Ai movimenti sociali è stato concesso solo lo spazio per partecipare a qualche consultazione, senza poter partecipare autonomamente ai processi decisionali.

Il segretariato dell’UNFSS21 ha consapevolmente deciso di non instaurare un dialogo con Movimenti Sociali o piattaforme organizzate, come LVC o l’IPC.

Al contrario, ha deciso di selezionare a suo piacimento singoli partecipanti da diverse organizzazioni.

Poche organizzazioni e individui sono stati convocati per partecipare agli organismi consultivi, mentre un numero crescente di persone vengono chiamate a partecipare in qualità di “padrini” (“champions”) dell’UNFSS21.

Non è stata mostrata alcuna preoccupazione di includere le organizzazioni dei piccoli produttori di cibo, della società civile e dei popoli indigeni in modo che la loro autonomia, auto-organizzazione e auto-determinazione fossero rispettate.

● REQUISITI
Per favore, estrai parola per parola dal brano sull'UNFSS21 il tratto che va da "Ai movimenti sociali" fino a "LVC o l’IPC.". Il materiale non ha alcun legame con il brano.

● MATERIALE FORNITO
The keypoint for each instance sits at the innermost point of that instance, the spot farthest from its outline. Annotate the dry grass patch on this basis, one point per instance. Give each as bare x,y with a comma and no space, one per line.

● SOLUZIONE
Ai movimenti sociali è stato concesso solo lo spazio per partecipare a qualche consultazione, senza poter partecipare autonomamente ai processi decisionali.

Il segretariato dell’UNFSS21 ha consapevolmente deciso di non instaurare un dialogo con Movimenti Sociali o piattaforme organizzate, come LVC o l’IPC.